Saved entries
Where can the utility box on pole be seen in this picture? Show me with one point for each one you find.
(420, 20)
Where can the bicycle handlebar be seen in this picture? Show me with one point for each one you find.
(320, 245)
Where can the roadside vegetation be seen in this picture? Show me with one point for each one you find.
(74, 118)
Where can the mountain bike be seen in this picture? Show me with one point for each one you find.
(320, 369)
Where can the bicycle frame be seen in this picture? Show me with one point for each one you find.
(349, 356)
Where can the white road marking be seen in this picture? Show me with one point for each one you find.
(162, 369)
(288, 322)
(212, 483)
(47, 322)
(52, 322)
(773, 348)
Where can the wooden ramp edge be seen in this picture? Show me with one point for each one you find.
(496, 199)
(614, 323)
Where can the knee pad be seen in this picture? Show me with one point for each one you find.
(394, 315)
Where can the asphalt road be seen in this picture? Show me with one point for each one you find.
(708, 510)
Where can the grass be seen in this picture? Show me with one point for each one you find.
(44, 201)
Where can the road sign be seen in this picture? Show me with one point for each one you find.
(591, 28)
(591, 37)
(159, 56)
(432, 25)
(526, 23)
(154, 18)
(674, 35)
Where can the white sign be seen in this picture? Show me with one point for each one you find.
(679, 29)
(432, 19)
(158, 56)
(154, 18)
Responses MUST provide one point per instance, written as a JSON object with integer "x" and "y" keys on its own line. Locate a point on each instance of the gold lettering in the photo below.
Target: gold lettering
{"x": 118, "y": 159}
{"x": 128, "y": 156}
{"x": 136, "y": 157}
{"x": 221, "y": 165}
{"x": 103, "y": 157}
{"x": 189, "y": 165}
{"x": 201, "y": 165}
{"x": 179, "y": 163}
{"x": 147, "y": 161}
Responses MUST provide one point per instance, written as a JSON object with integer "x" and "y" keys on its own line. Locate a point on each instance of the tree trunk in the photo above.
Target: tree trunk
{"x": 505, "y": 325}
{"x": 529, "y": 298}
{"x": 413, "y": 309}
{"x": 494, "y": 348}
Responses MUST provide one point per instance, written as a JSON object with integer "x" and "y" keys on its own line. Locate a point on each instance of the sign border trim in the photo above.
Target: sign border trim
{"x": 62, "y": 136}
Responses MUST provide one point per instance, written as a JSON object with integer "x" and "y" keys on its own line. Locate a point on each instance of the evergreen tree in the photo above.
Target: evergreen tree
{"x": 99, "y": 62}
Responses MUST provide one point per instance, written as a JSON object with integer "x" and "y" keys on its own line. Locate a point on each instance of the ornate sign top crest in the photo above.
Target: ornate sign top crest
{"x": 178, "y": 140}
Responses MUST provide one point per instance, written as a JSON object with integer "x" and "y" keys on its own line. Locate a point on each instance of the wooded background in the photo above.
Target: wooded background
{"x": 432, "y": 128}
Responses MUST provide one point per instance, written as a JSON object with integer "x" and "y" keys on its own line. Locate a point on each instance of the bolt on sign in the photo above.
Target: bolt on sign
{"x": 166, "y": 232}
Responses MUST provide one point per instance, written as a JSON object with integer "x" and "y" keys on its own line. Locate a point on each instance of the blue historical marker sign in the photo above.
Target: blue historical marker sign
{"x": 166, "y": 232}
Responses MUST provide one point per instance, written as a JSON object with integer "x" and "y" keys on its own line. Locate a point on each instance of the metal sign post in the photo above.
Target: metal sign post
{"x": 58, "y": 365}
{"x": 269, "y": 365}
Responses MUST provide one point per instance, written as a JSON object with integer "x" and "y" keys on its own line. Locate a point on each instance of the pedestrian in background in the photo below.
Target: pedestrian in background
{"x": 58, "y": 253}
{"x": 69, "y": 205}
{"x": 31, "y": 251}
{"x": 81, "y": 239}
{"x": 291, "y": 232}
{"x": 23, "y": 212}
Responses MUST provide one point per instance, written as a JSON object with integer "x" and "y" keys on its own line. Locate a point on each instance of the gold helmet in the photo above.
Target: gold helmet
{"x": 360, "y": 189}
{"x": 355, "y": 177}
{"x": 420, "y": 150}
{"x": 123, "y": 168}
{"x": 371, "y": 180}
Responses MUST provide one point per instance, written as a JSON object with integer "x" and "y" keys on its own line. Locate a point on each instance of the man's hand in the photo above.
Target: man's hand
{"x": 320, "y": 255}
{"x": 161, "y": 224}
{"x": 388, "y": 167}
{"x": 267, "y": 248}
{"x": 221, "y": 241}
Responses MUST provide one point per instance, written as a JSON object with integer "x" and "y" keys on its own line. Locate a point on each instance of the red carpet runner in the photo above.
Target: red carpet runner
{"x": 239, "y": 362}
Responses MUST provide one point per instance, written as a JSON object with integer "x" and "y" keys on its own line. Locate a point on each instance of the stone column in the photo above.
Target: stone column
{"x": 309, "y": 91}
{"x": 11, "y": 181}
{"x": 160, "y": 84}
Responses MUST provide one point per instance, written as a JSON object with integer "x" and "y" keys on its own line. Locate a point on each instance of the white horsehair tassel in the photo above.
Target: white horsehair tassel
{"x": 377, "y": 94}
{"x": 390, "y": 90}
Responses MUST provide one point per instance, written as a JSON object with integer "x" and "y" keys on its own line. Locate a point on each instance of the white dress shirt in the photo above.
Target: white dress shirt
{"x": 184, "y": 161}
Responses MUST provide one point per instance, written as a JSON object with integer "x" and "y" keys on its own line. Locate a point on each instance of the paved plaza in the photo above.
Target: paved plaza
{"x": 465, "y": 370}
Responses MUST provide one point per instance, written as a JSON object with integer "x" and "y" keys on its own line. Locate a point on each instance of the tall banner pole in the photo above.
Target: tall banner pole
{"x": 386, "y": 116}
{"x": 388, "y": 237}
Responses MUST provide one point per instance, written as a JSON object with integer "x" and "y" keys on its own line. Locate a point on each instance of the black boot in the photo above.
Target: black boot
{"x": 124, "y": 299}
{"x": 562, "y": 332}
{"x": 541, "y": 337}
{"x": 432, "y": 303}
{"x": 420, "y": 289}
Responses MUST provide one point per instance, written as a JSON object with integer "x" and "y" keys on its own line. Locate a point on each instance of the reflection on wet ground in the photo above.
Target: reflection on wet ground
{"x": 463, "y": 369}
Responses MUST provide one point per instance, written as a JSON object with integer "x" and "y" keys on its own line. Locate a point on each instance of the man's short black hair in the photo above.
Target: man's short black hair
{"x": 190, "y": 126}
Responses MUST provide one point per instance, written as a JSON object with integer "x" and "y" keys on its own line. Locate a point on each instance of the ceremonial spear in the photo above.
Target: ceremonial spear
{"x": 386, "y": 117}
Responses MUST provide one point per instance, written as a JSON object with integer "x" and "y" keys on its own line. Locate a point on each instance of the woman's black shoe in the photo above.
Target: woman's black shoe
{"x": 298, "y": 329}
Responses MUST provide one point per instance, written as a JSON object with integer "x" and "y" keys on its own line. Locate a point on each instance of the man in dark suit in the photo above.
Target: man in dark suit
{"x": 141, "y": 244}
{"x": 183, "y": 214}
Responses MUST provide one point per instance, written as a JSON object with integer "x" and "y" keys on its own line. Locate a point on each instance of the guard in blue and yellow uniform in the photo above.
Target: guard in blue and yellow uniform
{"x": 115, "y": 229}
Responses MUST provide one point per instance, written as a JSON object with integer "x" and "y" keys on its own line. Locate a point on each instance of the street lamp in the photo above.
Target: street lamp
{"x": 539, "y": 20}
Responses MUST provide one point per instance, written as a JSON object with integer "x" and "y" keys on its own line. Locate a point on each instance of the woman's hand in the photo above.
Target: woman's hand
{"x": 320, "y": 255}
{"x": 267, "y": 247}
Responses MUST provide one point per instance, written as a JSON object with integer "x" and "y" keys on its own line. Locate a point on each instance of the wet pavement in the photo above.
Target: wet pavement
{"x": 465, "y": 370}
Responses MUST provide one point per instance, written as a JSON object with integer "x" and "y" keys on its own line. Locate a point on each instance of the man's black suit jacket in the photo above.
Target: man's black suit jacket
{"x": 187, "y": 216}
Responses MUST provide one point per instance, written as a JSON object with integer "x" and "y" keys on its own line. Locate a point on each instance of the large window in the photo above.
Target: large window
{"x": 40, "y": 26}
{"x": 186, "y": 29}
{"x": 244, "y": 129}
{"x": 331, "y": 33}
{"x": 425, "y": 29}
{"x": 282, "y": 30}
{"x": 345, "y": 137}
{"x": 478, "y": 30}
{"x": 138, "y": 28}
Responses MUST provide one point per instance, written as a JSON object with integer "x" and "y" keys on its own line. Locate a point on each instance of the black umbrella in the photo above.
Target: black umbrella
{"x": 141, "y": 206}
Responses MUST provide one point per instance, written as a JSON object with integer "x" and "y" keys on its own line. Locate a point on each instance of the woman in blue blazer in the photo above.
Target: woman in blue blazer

AIM OF THE TASK. Every line in the data above that includes the word "below" should be copied.

RESPONSE.
Responses MUST provide one point per instance, written as a JSON object with integer "x" and "y" keys on its own line. Locate a point on each instance of the gold lettering in the photo below.
Responses MUST provide one point per instance, written as a JSON object with integer "x" and "y" keys on its own line. Locate a point on each instance of the pedestrian in background in the photo below.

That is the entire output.